EXTRACT PROVIDED:
Hwangyeongjeon Hall was the sleeping residence for kings, princes, and their wives. Dae Janggeum, a female physician, attended to King Jungjong (11th king of Joseon Dynasty) at this location. She was the only Joseon Dynasty female physician to attend to a king. She also delivered the baby of Queen Janggyeong, the second wife of Jungjong in 1515. In 1522, she gained the trust of the king by treating the illness of the queen dowager. After this, she became the head royal physician which was unheard of at the time. She attended to King Jungjong until he died at this location in 1544, after 39 years of rule.
Gyeongchunjeon Hall was the sleeping residence of the wife of the deceased king. It was also here where multiple Joseon kings were born. The building was originally built in 1483 during the reign of King Seongjong.
Yeongchunheon and Jipbokheon. Jipbokheon was the residence of the concubines, it’s where Crown Prince Sado and King Seonjo (14th king of Joseon Dynasty) were born. While King Jeongjo (22nd king of Joseon Dynasty) used Yeongchunheon as a library and, it’s the place where he died.
Tongmyeongjeon Hall served as the residential quarters for the king and queen. Surrounding the hall is a woldae (elevated stone terrace). This feature is similar to those of important buildings such as Jeongjeon and Yeongnyeongjeon at Jongmyo Shrine. It’s roof has no ridge on top and has simple, graceful double-wing brackets atop columns. Latticed doors are installed all around the building and latticed windows are above them. It has a front and rear veranda. And except for the north-western section, the inside wooden floor is laid out in a large lattice pattern.
Yanghwadang Hall was the residential quarters of the dowager queen or widow of the king. During the second Manchu invasion of Korea, King Injo (16th king of Joseon Dynasty) took refuge here. The invasion occurred in 1636 when the Qing Empire of China invaded the Joseon Dynasty.

SOURCE DATA:
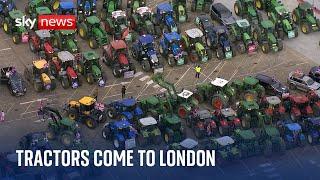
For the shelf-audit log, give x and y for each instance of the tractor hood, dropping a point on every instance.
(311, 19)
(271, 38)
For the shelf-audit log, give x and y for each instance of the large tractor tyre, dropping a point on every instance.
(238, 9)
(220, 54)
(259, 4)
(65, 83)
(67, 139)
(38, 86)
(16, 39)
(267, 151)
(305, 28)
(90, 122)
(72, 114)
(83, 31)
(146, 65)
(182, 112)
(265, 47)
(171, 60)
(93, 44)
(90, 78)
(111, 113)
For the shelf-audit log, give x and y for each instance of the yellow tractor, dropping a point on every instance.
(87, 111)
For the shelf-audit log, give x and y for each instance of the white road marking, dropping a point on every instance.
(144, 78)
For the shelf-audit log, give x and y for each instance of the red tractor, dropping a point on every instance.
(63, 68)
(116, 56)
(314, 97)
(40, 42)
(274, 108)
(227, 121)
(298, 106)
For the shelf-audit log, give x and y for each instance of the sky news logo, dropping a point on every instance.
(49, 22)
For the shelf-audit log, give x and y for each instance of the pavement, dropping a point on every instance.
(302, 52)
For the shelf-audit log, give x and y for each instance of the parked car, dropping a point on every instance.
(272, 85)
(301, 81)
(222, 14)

---

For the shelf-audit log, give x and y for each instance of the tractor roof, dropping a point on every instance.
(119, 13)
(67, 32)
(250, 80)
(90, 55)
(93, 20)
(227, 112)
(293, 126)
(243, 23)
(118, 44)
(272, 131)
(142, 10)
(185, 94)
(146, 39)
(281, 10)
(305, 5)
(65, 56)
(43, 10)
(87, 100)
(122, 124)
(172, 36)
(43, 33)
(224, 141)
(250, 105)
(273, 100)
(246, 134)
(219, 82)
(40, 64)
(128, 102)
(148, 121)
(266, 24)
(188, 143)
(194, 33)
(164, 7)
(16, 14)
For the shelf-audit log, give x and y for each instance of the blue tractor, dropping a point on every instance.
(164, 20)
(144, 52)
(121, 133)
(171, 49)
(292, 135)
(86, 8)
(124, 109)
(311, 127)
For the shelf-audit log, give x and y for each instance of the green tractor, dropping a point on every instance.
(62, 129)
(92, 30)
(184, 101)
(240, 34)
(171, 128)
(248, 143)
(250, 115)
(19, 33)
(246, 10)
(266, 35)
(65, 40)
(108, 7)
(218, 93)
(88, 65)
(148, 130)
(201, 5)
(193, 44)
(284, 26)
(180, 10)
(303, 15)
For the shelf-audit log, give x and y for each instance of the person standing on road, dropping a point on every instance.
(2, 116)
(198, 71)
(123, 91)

==

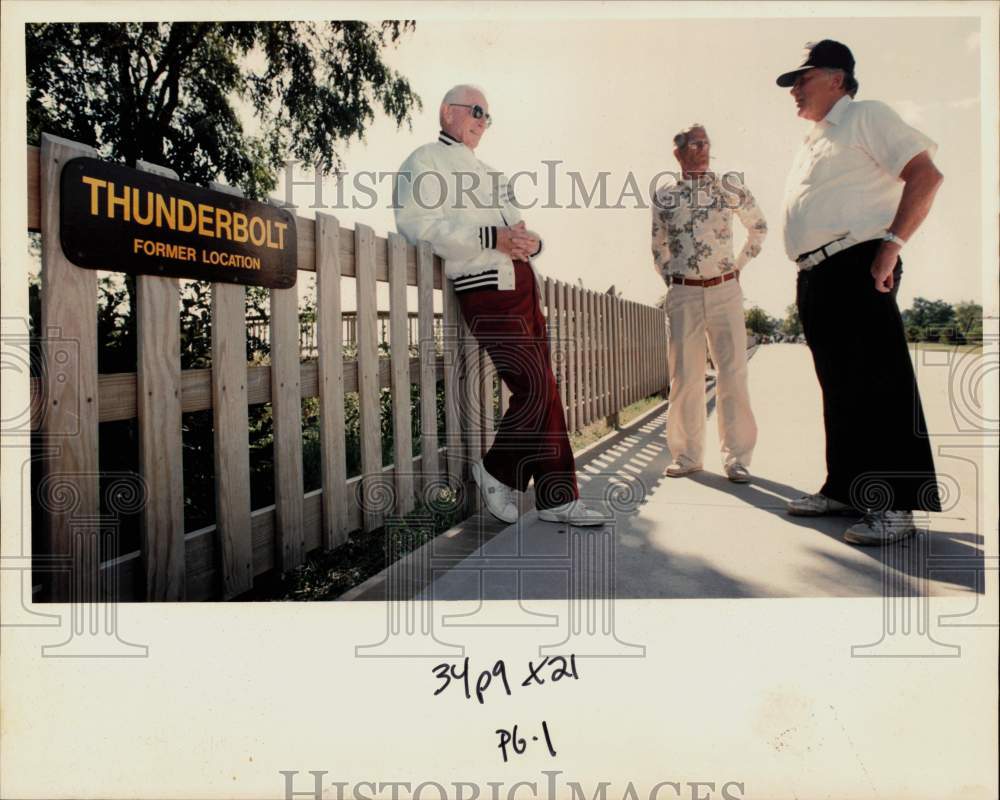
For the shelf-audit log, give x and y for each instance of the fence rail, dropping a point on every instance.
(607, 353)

PARTS OF THE EXERCISE:
1. In the text on the palace halls, what year was Gyeongchunjeon Hall originally built?
2. Resume the text on the palace halls from its last sentence and carry it forward.

RESPONSES TO THE TASKS:
1. 1483, during the reign of King Seongjong.

2.
The Jagyeongjeon Site, was the location of the residence of the queen mother. It was in built in 1777 by King Jeongjo for his mother, Queen Heongyeong. It is situated at a spot above Changgyeonggung Palace. The hall and its terraced rear garden offered a beautiful view of the surrounding area. In the late 19th century, buildings in the area were removed.
Tip no.1, at one end of Jagyeongjeon Site there’s an exit which leads to the entrance of Changdeokgung Palace’s Secret Garden. You can arrange your itinerary such that you’ll finish your visit to Changgyeonggung Palace just in time before the guided tour schedule of Secret Garden starts.
After exploring Changgyeonggung Palace, I went to Myeongdong and Namdaemun Market for last minute pasalubong (treats and gifts you bring home for family and friends) shopping. I didn’t bother to take any photos while I was there since I was on the run. It’s not my first time to visit Myeondong as I already shared to you my experience of it on a previous post. But for Namdaemun Market, it was my first. Namdaemun Market is the largest traditional market in Korea with various goods in store (from local products, daily living essentials, to food and clothing). All products are sold at affordable prices and most of the stores in this area also function as a wholesale markets but sale on retails as well. It sprawls over 24 blocks, with each block featuring different specialized shopping zone. To go here, take Seoul Subway LIne 4 to Hoehyeon Station and go out from Exit 5.
And that concludes my 10 days of adventure around South Korea. Hope you were able to learn from my experience and gather some tips which you can use on your own visit.